§ YOUR INSTRUCTIONS
Turn the listing below into a numbered list with blank lines omitted, and leave the pictures out of your answer.

--

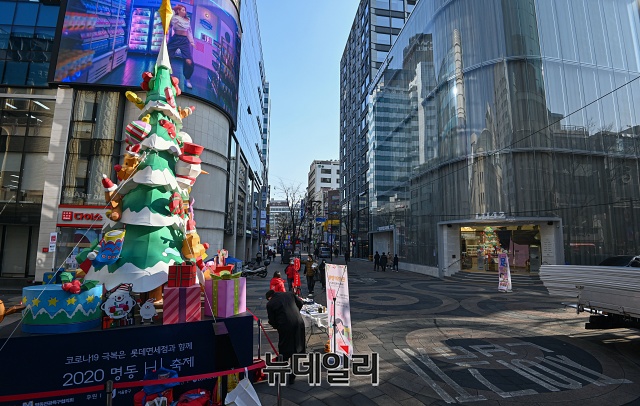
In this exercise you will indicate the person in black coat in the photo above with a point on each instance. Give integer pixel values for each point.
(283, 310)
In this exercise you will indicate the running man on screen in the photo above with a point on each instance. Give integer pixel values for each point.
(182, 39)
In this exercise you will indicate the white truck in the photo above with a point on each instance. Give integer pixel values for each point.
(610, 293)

--

§ IN RESPONSE
1. In this exercise you will indicate the person in black coat in the photo above with a point on each instance. Give integer pixel values for each point.
2. (283, 310)
3. In this exercise you will indicate the running man on screen in the photo above with a point on each instance. Give integer pixel values for each point.
4. (182, 39)
5. In this exercise you will indicate the white truck in the photo above with a point on each instance. Give integer pixel values for each point.
6. (610, 293)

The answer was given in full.